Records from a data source
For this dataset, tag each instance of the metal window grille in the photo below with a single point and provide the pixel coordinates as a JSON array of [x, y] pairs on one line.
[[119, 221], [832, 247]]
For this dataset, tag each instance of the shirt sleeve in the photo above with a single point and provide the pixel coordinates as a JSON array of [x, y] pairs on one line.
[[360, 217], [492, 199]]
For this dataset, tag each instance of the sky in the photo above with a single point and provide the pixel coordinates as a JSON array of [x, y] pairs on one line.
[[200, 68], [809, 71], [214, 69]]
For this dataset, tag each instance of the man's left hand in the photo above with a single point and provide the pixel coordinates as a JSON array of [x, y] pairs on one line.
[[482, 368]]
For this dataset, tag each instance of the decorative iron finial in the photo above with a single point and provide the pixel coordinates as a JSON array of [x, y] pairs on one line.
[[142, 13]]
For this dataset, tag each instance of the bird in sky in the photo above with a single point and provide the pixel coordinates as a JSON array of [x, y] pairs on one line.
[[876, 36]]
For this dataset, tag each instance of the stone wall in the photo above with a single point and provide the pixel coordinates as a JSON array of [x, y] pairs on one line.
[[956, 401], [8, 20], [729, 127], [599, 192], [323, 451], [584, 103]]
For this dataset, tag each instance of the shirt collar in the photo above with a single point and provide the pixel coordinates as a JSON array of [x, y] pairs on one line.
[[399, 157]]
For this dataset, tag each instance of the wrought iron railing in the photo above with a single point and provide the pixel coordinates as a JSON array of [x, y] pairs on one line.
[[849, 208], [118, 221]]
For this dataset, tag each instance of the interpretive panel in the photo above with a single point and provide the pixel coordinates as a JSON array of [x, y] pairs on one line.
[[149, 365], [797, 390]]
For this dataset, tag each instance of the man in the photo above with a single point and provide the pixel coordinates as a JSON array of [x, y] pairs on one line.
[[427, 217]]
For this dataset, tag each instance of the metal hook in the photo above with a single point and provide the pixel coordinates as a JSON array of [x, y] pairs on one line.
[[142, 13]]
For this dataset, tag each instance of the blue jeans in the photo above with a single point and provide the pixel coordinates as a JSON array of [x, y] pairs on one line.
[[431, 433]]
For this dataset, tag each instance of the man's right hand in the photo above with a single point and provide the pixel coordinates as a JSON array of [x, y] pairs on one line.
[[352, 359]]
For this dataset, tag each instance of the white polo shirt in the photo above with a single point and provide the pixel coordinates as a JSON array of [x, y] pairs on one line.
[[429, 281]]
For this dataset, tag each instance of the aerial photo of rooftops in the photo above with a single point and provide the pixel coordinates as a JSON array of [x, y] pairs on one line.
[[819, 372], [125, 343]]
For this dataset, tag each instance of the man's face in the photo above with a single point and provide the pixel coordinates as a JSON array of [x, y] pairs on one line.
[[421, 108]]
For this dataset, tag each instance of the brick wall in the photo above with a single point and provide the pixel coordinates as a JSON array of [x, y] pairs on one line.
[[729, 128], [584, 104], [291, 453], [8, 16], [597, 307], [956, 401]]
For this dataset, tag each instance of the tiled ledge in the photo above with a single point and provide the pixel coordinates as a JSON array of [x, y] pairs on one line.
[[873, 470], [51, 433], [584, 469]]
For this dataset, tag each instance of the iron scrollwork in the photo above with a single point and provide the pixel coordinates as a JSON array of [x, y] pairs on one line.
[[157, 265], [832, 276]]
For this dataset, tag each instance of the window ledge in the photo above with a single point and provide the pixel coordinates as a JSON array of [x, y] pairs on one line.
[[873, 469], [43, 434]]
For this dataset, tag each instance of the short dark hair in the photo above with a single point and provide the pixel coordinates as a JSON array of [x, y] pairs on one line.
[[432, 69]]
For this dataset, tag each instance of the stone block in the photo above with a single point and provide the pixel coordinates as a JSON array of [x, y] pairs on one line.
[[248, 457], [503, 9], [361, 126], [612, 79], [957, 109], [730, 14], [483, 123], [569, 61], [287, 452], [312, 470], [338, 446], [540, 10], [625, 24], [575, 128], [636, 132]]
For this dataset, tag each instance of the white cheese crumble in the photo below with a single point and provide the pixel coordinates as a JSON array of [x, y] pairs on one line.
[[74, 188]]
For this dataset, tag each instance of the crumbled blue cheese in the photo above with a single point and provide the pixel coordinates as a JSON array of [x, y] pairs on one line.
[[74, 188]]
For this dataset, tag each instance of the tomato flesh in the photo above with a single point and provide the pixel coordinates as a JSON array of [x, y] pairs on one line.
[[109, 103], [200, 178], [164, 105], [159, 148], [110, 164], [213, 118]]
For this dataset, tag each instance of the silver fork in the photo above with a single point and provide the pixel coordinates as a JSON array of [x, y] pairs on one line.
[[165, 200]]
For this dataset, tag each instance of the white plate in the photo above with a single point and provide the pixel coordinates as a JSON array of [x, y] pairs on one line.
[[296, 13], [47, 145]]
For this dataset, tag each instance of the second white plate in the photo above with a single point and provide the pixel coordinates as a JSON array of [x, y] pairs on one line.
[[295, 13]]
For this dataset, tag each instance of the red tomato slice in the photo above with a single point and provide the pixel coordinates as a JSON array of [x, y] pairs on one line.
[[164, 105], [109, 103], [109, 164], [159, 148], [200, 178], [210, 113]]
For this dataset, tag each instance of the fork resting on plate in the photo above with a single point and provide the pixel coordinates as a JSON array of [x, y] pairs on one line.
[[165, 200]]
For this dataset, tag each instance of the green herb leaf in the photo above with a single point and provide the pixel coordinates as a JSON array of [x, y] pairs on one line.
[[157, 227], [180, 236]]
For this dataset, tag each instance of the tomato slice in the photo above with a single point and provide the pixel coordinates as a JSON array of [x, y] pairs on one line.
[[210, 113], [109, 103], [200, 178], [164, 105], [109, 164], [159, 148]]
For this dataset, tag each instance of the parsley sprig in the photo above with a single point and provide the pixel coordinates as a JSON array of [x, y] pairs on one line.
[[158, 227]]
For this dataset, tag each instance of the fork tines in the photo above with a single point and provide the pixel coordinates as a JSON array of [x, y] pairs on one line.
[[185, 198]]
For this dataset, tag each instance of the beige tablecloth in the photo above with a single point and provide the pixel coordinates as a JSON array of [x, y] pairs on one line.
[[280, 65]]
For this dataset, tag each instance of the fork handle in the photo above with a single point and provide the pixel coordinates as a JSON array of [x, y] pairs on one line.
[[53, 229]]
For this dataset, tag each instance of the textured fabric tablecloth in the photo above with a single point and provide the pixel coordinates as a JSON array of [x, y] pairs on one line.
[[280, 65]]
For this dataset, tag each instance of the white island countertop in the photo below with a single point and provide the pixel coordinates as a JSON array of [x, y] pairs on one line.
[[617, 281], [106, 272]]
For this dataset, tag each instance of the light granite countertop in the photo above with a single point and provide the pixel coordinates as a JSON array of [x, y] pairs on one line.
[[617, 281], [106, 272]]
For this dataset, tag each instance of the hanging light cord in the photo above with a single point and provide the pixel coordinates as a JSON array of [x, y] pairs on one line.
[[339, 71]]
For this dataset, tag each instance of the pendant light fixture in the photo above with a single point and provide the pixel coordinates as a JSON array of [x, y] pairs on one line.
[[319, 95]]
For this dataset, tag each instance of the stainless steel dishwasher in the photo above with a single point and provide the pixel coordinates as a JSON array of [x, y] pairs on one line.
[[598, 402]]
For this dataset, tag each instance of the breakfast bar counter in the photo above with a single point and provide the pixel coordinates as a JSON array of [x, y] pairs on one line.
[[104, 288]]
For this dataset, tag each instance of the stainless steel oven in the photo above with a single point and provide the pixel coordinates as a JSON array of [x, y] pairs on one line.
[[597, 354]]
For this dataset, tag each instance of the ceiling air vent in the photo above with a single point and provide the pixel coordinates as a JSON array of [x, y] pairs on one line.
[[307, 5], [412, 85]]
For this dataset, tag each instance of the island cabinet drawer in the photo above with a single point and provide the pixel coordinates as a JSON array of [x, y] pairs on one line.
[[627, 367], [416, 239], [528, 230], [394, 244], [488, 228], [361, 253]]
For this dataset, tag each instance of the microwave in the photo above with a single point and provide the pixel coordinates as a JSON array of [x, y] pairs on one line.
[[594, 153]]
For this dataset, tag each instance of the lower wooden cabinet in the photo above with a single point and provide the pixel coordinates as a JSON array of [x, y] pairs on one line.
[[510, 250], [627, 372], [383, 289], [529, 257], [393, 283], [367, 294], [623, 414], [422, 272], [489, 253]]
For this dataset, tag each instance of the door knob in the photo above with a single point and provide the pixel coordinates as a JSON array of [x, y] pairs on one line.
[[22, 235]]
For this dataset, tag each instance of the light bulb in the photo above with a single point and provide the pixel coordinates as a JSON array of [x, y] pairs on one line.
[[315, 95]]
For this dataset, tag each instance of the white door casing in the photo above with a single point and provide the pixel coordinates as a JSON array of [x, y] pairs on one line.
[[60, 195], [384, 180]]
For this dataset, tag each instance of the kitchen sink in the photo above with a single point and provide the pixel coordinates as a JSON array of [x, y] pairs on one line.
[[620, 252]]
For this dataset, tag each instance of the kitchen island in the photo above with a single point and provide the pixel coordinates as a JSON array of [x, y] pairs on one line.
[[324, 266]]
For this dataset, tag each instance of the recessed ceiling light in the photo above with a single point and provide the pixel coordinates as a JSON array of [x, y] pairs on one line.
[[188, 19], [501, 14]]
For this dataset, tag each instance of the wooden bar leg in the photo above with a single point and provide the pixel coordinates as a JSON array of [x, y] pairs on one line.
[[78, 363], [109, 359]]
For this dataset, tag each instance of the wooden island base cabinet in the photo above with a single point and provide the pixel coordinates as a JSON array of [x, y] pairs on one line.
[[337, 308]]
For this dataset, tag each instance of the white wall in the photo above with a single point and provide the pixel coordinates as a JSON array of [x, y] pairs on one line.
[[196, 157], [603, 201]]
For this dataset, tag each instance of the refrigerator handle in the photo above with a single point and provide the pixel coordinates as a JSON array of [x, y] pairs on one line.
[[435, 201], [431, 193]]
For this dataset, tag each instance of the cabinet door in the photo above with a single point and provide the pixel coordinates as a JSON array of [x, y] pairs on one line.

[WHAT IS NEEDED] Turn the lines of data above, starting at the line containing "For this dataset, tag each instance of the second" and ending at the line containing "[[157, 227], [180, 236]]", into a Markdown table with the columns Row and Line. Number the rows and skip any blank lines.

[CORRECT RESULT]
| Row | Line |
|---|---|
| 1 | For this dataset, tag each instance of the second white plate in the photo above with a single point and provide the pixel coordinates as a JSON array of [x, y] pairs on one line. |
| 2 | [[295, 13]] |
| 3 | For this dataset, tag each instance of the red tomato slice in the photo above with a single point and provide the pixel coordinates as a JSON array of [x, y] pairs on one line. |
| 4 | [[164, 105], [109, 103], [109, 164], [159, 148], [200, 178], [210, 113]] |
| 5 | For this dataset, tag each instance of the fork resting on plate in the photo above with a single point and provide the pixel coordinates as a JSON array of [x, y] pairs on one line. |
| 6 | [[165, 200]] |
| 7 | For this dataset, tag each instance of the green herb leaf in the photo above with a single point and provide the pixel coordinates as a JSON array of [x, y] pairs on one line. |
| 8 | [[157, 227], [180, 236]] |